§ TEXT TO READ:
[start]

1979 Little League World Series

Tournament details
- Dates: August 21–August 25
- Teams: 8

Final positions
- Champions: Puzih Little League Taipei, Taiwan
- Runners-up: Campbell Little League Campbell, California

= 1979 Little League World Series =

Children's baseball tournament

The 1979 Little League World Series took place between August 21 and August 25 in South Williamsport, Pennsylvania. The Puzih Little League of Taipei, Taiwan, defeated the Campbell Little League of Campbell, California, in the championship game of the 33rd Little League World Series.

In one of the semifinal contests, the Taiwan team recorded a perfect game, defeating a team from Italy.

[end]

§ DIRECTIONS:
Copy the passage from the 1979 Little League World Series text word for word, starting with "Final positions" and going on through "team from Italy.". The material plays no part in what follows.

§ DATA SECTION:
[start]

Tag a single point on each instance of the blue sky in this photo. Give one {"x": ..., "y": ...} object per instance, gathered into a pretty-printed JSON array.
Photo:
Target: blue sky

[end]

§ TASK ANSWER:
Final positions
- Champions: Puzih Little League Taipei, Taiwan
- Runners-up: Campbell Little League Campbell, California

= 1979 Little League World Series =

Children's baseball tournament

The 1979 Little League World Series took place between August 21 and August 25 in South Williamsport, Pennsylvania. The Puzih Little League of Taipei, Taiwan, defeated the Campbell Little League of Campbell, California, in the championship game of the 33rd Little League World Series.

In one of the semifinal contests, the Taiwan team recorded a perfect game, defeating a team from Italy.